SUPPLIED MATERIAL

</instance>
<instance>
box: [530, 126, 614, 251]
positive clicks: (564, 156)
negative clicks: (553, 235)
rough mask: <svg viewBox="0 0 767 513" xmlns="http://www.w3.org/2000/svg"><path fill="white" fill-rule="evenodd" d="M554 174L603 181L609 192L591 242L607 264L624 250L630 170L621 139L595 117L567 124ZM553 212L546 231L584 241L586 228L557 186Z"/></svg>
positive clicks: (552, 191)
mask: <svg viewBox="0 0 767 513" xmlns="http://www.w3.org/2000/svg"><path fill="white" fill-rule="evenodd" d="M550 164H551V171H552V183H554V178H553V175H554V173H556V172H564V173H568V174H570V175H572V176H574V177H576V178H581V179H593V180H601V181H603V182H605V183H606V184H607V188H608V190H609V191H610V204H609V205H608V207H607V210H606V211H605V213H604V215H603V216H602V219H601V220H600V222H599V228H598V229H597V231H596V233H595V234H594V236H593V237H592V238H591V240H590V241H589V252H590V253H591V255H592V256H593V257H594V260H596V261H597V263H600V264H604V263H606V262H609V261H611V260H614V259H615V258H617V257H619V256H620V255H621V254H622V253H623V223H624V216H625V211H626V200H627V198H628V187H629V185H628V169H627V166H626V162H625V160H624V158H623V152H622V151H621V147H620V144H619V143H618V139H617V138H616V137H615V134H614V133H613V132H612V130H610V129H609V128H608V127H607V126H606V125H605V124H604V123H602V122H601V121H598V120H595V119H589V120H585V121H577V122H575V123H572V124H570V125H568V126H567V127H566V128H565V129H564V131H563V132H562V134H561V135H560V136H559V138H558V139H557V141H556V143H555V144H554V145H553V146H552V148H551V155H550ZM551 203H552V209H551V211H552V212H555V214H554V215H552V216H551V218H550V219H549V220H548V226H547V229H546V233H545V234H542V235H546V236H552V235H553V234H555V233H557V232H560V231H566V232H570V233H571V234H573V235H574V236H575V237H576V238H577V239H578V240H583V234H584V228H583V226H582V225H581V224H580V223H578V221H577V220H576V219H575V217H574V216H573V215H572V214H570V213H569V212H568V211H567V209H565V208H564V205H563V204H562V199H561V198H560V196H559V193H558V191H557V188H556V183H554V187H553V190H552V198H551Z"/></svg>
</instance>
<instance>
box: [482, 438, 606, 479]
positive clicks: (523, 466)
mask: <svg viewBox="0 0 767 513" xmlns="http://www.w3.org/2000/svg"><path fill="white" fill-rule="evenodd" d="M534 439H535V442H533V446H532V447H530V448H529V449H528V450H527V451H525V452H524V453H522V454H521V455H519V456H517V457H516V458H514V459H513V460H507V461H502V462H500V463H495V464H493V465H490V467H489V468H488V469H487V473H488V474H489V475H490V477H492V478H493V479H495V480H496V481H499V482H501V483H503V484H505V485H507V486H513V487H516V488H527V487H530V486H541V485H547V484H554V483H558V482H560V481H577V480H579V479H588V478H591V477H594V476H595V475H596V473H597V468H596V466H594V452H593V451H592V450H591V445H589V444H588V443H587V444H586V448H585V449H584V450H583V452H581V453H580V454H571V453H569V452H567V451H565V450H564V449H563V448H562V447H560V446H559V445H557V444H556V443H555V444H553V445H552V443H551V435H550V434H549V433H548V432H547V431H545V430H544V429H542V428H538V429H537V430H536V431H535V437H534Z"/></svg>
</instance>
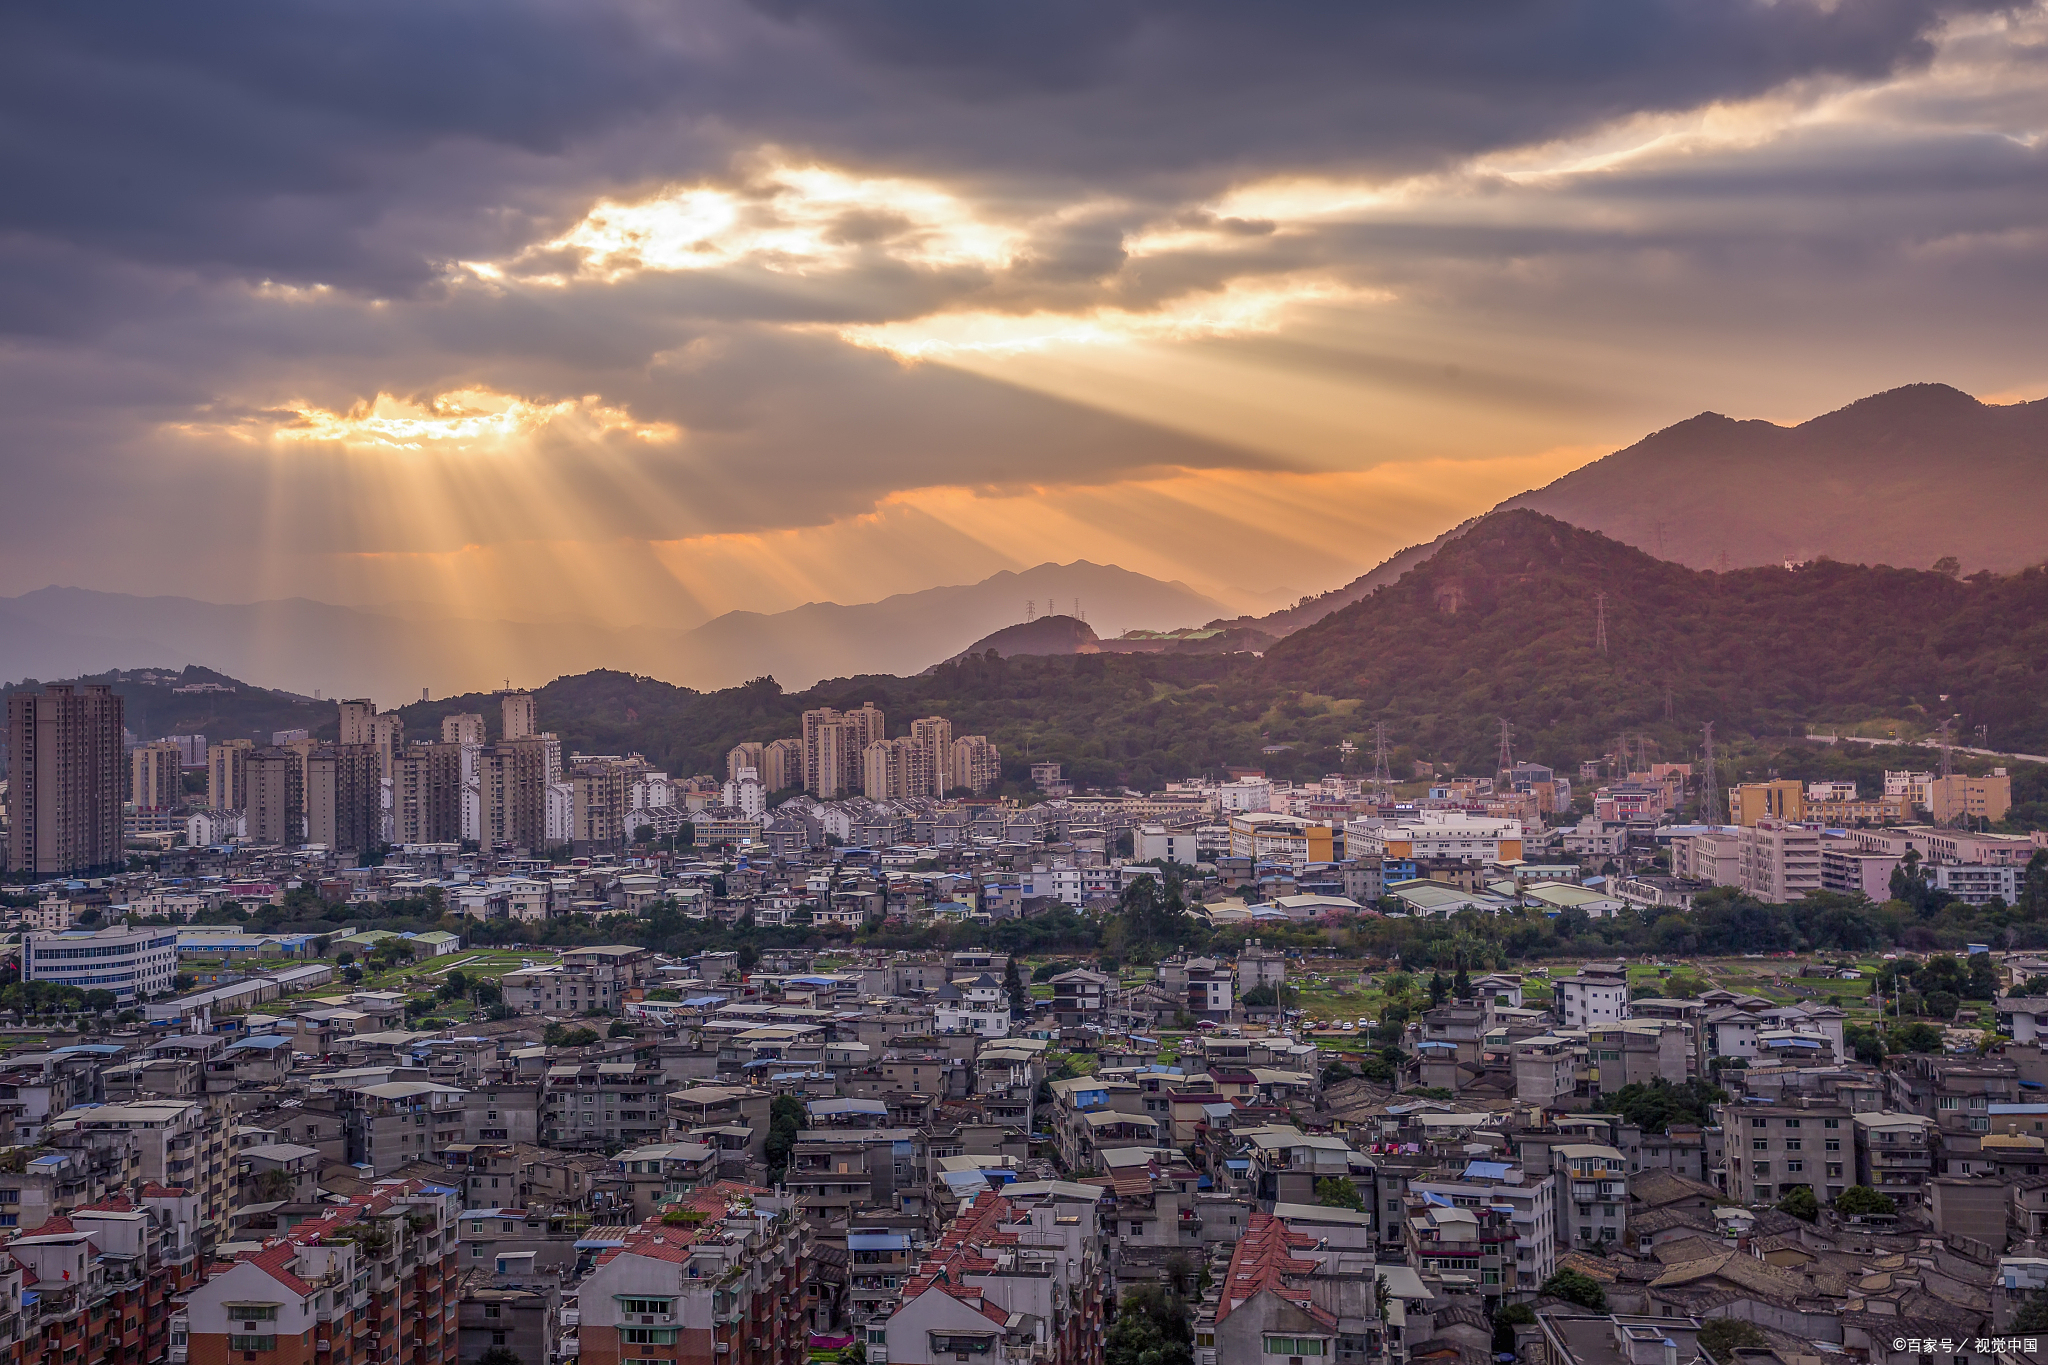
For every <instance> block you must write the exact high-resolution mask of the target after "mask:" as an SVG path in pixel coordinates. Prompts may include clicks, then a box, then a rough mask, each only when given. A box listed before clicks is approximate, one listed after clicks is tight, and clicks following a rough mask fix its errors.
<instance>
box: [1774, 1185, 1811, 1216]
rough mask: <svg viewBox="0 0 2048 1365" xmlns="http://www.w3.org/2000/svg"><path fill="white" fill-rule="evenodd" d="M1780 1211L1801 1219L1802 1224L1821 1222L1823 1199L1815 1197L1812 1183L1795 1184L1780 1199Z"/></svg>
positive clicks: (1778, 1211)
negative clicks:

TASK TO COMPLETE
Starting from the records above, filter out all lines except those containing the word "negative".

RESULT
negative clicks: (553, 235)
negative clicks:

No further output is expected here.